------ Source passage

The Fairy Queen, Purcell

Over het evenement

Purcell's opera "The Fairy Queen" will be performed in concert form at the Theater an der Wien.

During the course of one night, chaos breaks out among various pairs of lovers in the realm of Titania and Oberon, the king and queen of the fairies who have fallen out with one another. In the general air of abandon, the concealing masks are removed. Not until daylight has returned can the couples recognise each other again and it seems as if the events of the night were nothing but a dream. 
In his semi‐opera, Henry Purcell added song and dance to the spoken dialogues, an English peculiarity in the 17th century that arose from the combining of Elizabethan drama and the court masque with its lavish costumes and décor.

------------

Given request 1: Scale the coordinates in the records from the line with "the girl's long" through the end of the records: rewrite those lines, requests included, with each x and y value multiplied by 1.15 and rounded to a whole number, halves rounding up.

------ Extracted records

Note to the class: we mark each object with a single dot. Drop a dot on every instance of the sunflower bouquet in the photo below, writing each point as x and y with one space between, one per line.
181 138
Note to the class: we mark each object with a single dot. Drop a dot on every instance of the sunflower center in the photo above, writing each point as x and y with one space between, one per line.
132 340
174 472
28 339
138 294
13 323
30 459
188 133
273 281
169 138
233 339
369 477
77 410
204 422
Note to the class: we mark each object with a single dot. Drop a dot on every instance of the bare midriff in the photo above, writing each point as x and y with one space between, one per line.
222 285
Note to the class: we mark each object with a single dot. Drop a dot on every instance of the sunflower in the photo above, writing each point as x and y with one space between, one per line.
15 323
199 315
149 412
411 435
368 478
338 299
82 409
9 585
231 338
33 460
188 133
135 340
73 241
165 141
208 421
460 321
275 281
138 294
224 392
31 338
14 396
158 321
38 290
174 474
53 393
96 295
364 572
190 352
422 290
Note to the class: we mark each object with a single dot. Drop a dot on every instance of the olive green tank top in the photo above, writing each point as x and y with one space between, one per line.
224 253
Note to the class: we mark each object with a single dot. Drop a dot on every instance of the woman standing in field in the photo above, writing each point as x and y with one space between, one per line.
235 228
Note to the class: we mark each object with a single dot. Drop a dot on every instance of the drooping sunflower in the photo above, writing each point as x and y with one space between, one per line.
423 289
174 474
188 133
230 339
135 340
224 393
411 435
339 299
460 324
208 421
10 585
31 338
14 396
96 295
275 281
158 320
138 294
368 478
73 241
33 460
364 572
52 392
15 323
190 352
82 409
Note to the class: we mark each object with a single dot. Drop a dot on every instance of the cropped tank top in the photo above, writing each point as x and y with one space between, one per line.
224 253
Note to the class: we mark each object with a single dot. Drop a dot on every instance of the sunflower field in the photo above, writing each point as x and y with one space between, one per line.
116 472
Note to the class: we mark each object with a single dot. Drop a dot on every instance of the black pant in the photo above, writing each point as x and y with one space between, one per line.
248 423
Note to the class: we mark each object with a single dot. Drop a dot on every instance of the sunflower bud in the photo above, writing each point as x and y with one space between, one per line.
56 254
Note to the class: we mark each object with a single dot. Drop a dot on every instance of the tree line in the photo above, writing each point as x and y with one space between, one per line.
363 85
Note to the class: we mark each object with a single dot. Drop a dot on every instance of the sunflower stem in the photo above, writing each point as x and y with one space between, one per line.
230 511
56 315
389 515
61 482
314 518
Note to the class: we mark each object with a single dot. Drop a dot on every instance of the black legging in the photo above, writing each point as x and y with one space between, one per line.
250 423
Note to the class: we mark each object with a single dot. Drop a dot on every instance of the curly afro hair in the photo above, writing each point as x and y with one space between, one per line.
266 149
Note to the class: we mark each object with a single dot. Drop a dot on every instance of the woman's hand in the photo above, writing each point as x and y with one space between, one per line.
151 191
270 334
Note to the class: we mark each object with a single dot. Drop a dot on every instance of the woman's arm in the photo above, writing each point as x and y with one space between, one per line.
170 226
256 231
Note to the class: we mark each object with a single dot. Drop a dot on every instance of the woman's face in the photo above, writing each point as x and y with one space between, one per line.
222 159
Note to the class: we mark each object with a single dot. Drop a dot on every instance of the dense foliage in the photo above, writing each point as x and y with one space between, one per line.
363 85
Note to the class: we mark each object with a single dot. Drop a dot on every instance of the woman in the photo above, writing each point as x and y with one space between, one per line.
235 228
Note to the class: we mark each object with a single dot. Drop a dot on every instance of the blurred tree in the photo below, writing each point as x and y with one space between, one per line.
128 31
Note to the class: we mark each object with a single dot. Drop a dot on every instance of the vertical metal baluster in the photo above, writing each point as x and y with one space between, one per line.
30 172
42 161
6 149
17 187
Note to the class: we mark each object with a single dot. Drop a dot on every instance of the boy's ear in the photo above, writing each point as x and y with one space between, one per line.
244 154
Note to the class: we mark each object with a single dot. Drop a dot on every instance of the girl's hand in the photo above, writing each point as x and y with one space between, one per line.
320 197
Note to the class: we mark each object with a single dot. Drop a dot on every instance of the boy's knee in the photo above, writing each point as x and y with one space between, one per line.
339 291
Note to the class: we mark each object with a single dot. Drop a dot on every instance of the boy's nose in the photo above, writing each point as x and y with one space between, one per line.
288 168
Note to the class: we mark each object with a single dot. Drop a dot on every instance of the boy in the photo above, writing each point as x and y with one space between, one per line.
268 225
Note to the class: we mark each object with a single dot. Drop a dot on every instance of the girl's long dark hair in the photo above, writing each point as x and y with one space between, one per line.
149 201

------------

Given request 2: Copy the Fairy Queen passage from "During the course" to "but a dream.", switching "masks" to "veils".

Exercise answer 1:
Note to the class: we mark each object with a single dot. Drop a dot on every instance of the girl's long dark hair in the photo above, writing each point as x and y with one space between, one per line.
171 231

Exercise answer 2:
During the course of one night, chaos breaks out among various pairs of lovers in the realm of Titania and Oberon, the king and queen of the fairies who have fallen out with one another. In the general air of abandon, the concealing veils are removed. Not until daylight has returned can the couples recognise each other again and it seems as if the events of the night were nothing but a dream.